[begin PROVIDED RECORDS]

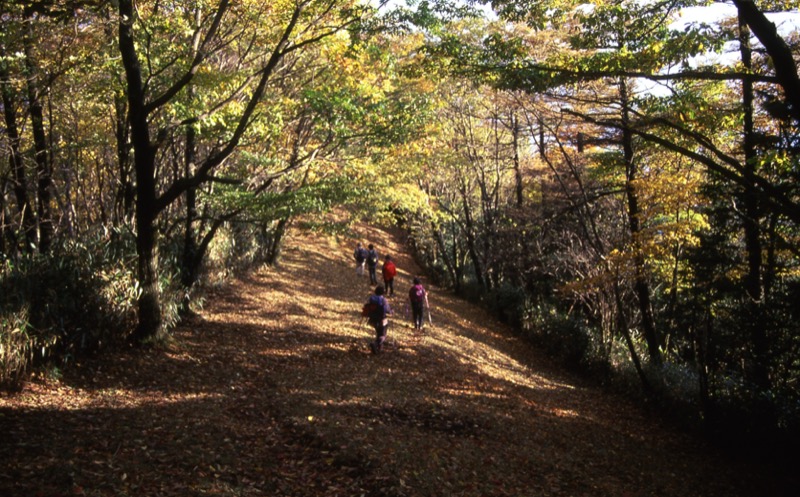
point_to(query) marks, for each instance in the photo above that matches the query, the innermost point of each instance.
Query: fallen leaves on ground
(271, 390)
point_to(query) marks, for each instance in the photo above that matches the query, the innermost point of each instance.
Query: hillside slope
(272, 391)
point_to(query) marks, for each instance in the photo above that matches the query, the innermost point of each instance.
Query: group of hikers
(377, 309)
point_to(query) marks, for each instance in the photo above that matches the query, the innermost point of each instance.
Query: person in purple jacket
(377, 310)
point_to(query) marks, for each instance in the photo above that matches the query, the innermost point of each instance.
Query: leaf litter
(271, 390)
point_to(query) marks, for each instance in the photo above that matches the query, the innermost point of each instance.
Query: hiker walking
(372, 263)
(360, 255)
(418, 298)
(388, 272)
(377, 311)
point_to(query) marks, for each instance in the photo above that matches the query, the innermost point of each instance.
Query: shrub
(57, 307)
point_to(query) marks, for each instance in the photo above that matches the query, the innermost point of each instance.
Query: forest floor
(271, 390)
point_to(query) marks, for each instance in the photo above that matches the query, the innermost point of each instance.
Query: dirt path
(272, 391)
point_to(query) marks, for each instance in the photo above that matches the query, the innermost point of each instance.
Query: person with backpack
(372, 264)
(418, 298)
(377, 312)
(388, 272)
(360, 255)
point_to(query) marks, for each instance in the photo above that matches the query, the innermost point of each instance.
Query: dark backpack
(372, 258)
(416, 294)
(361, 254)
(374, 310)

[end PROVIDED RECORDS]
[begin PROVIDED RECORDS]

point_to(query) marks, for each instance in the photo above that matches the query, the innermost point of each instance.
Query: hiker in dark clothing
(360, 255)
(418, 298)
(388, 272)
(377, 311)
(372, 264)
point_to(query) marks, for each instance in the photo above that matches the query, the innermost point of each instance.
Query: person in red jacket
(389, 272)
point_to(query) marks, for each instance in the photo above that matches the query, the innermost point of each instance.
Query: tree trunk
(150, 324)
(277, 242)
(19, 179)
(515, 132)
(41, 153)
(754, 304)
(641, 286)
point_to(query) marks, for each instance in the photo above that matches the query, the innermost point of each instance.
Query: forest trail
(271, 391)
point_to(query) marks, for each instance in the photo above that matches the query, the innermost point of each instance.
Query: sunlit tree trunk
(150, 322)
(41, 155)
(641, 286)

[end PROVIDED RECORDS]

# WHAT IS NEEDED:
Count the lines in the data above that contain the word "backpack", and give only that number.

# EXERCISE RESULT:
2